* **Page extract**:
----------

What is HTTP?
First is all the full form of HTTP is HyperText Transfer Protocol. HTTP is an application layer protocol in ISO or TCP/IP model. See below picture to find out HTTP which resides under application layer.
HTTP is used by the World Wide Web (w.w.w) and it defines how messages are formatted and transmitted by browser. So HTTP define reules what action should be taken when a browser receives HTTP command. And also HTTP defines rules for transmitting HTTP command to get data from server.
For example, when you enter a url in browser (Internet explorer, Chrome, Firefox, Safari etc) it actually sends an HTTP command to server.And server replies with appropiate command.
HTTP Methods:
There are some set of methods for HTTP/1.1 (This is HTTP version)
GET, HEAD, POST, PUT, DELETE, CONNECT, OPTION and TRACE.
We will not go in details of each method instead we will get to know about the methods which are seen quite often.Such as
GET: GET request asks data from web server. This is a main method used document retrival. We will see one practical example of this method.
POST: POST method is used when it’s required to send some data to server.
HTTP is Wiresahark:
Let’s try something practical to understand how HTTP works ?
So in this example we will download “alice.txt” (Data file present in server) from “gaia.cs.umass.edu” server.

----------

* **Supplied information**:
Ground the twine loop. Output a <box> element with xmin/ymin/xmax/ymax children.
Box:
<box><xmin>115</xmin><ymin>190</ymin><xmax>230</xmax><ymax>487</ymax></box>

----------

* **Tasks**:
**A)** According to the HTTP page extract, which layer of the ISO or TCP/IP model does HTTP belong to?
**B)** Rewrite the stretch of the HTTP page extract from "We will not" through "HTTP works ?", changing "web server" to "HTTP server".

* **Answers to each task**:
**A)** The application layer.

**B)**
We will not go in details of each method instead we will get to know about the methods which are seen quite often.Such as
GET: GET request asks data from HTTP server. This is a main method used document retrival. We will see one practical example of this method.
POST: POST method is used when it’s required to send some data to server.
HTTP is Wiresahark:
Let’s try something practical to understand how HTTP works ?